### Consigne 1
Répondez à ces questions sur le texte consacré aux bornes de recharge :
(a) Quelle somme a été allouée à des projets d'infrastructure de recharge électrique au titre du MIE entre 2014 et décembre 2020 ?
(b) Quels pays concentrent à eux trois 69 % des points de recharge dans l'UE-27 ?
(c) Quelle part des nouvelles immatriculations les véhicules électriques ont-ils représentée en 2020 dans l'UE ?

### Texte fourni
Entre 2014 et décembre 2020, la Cour relève qu'environ 343 millions d'euros ont pourtant été alloués à des projets d'infrastructure de recharge électrique (ou à des projets combinant électricité et autres carburants alternatifs) au titre du mécanisme pour l'interconnexion en Europe (MIE). Une somme certes non négligeable, mais loin des 3,9 milliards d'euros que la Commission estimait en 2017 nécessaires pour l'infrastructure de recharge électrique à l'horizon 2020, "auxquels pourraient s'ajouter 2,7 à 3,8 milliards d'euros chaque année, à partir de 2021, en fonction de la part des infrastructures de recharge rapide".
Concentration des financements… et des bornes
Le nombre n'est toutefois pas la seule difficulté pointée par la Cour, qui déplore également un déploiement non uniforme de ces infrastructures – dans l'UE-27, l'Allemagne, la France et les Pays-Bas concentrent à eux trois 69% des points de recharge – ou encore des taux actuels d'utilisation des bornes généralement faibles. Un dernier constat qui pourrait toutefois changer rapidement, la Cour relevant que les véhicules électriques ont représenté 10,5% des nouvelles immatriculations en 2020 dans l'UE.

### Données fournies
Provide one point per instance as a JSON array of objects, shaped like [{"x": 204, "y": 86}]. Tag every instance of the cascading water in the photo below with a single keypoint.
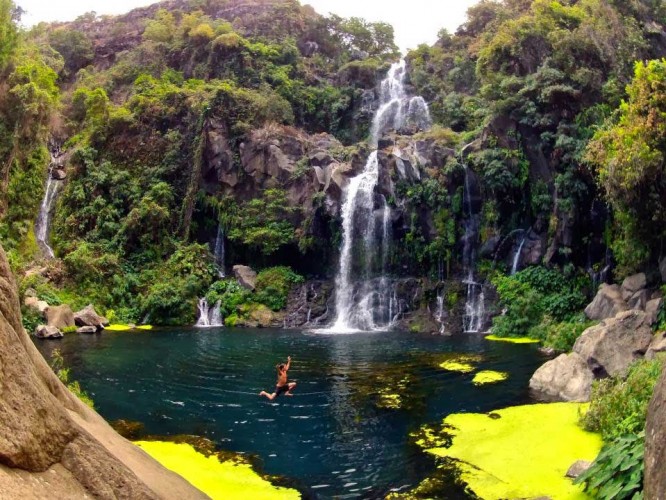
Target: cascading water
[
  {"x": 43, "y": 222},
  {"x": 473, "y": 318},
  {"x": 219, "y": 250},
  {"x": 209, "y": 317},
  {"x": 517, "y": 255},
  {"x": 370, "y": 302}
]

### Consigne 2
Recopiez tous les enregistrements en remplaçant « cascading water » par « falling water », sans rien modifier d'autre. Omettez les images dans votre réponse.

### Réponse attendue 1
(a) Environ 343 millions d'euros.
(b) L'Allemagne, la France et les Pays-Bas.
(c) 10,5 %.

### Réponse attendue 2
Provide one point per instance as a JSON array of objects, shaped like [{"x": 204, "y": 86}]. Tag every instance of the falling water in the photo below with a single keypoint.
Target: falling water
[
  {"x": 43, "y": 222},
  {"x": 473, "y": 318},
  {"x": 219, "y": 250},
  {"x": 209, "y": 317},
  {"x": 517, "y": 255},
  {"x": 370, "y": 302}
]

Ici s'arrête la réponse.